§ **PASSAGE**
☆ ☆ ☆

I’ve tried to confirm that the environment variable is being set correctly, but it’s being printed out obfuscated so I can’t confirm.

Would appreciate any other tips or pointers. By comparison, here’s the corresponding GitHub action which calls dvc pull without issues and then builds the site: UpscalerJS/.github/workflows/tests.yml at main · thekevinscott/UpscalerJS · GitHub

You can try echoing the environment variable to a file and reading that file to confirm if the variable is correct. As far as I can see, your site has the variable, Netlify seems to be using it, so I’m not 100% convinced yet, this is something failing on our end.

I found a related issue: django - ('Unexpected credentials type', None, 'Expected', 'service_account') with oauth2client (Python) - Stack Overflow, maybe that applies to you?

I re-input the secret, and it now echoes out successfully. I’m not sure what changed - perhaps I was pasting **** as the secret previously?

My build is still failing but looks like an unrelated issue. It looks like the dvc portion is now working successfully.

☆ ☆ ☆

(Saved entries)
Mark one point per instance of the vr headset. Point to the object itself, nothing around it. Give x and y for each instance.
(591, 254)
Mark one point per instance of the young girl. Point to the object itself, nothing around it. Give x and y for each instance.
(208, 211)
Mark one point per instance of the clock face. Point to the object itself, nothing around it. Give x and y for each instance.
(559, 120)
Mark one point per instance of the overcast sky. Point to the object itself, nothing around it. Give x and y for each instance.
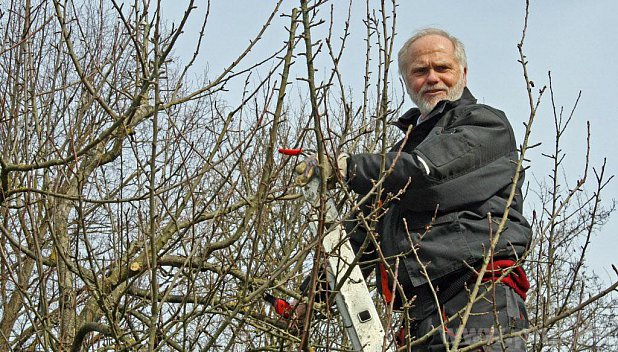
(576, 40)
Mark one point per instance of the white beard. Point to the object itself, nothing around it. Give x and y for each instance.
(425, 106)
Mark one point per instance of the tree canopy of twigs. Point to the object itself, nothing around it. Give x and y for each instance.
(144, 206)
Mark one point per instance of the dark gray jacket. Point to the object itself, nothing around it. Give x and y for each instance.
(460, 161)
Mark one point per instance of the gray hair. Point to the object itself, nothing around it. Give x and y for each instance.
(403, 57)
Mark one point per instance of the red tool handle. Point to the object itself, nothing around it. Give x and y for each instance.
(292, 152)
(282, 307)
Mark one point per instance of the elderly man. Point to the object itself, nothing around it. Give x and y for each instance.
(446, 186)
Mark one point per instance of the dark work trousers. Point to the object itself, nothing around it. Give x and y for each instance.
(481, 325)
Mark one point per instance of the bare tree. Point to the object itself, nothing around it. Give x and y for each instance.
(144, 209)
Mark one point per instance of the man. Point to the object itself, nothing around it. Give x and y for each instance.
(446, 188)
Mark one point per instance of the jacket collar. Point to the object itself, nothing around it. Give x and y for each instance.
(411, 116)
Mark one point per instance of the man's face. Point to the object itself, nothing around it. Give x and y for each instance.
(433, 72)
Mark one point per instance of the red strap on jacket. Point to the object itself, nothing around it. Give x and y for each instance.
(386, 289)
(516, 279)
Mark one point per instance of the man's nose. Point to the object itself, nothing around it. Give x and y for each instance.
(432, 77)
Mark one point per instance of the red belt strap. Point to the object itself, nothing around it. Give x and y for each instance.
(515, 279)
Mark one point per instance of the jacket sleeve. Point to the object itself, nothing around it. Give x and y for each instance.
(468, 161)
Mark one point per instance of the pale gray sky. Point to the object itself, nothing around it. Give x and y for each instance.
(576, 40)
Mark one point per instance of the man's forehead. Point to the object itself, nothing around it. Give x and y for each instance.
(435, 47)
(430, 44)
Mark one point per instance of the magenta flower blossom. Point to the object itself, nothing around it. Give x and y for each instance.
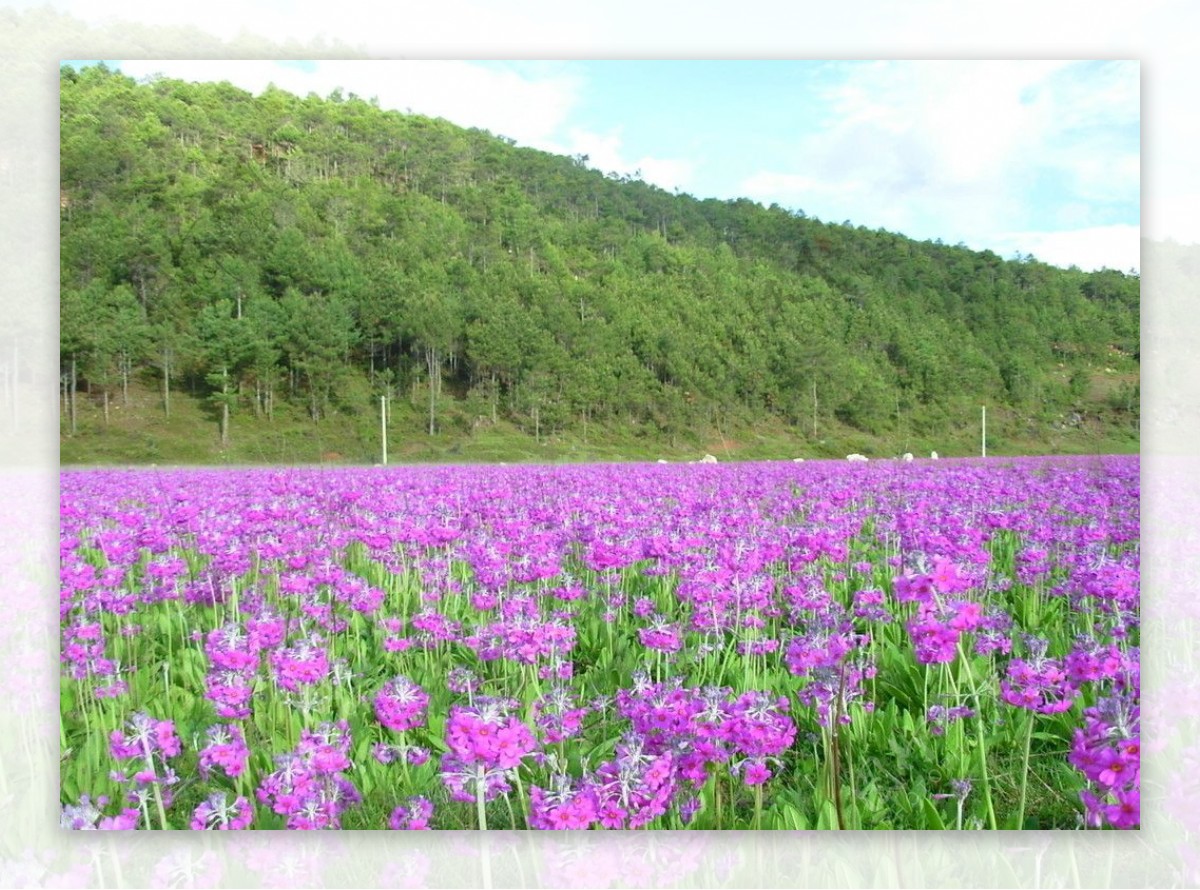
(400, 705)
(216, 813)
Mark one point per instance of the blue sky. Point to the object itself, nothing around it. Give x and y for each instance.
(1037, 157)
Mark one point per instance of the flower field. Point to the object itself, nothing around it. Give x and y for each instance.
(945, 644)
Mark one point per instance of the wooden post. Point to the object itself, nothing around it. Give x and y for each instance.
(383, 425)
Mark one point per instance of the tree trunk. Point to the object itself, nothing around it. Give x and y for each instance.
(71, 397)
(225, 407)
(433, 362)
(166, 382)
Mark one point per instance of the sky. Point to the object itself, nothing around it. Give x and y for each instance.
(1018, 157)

☆ ☆ ☆

§ **WHAT IS ASKED**
**A)** In the build troubleshooting thread, why was the reply not yet convinced that the failure was on the platform's end?
**B)** Write the next part of the build troubleshooting thread, starting after its final post.

§ **ANSWERS TO THE PROBLEMS**
**A)** The site had the environment variable, and Netlify seemed to be using it.

**B)**
Thanks for your help! I’ll mark this closed.

awesome thanks for coming back and sharing this with the community. Best of luck

Is this Docker image still valid? Docker

My build is still intermittently failing and I’m trying to troubleshoot why locally. I’m attempting to reproduce using this Docker image, but the repo reports it’s been made closed source.

The repo also states this:

To support your troubleshooting, we will still publish the build-image to Docker Hub for now. We would love to make troubleshooting easier for you, but first we need to understand your unique situation.

So yes, the image is valid.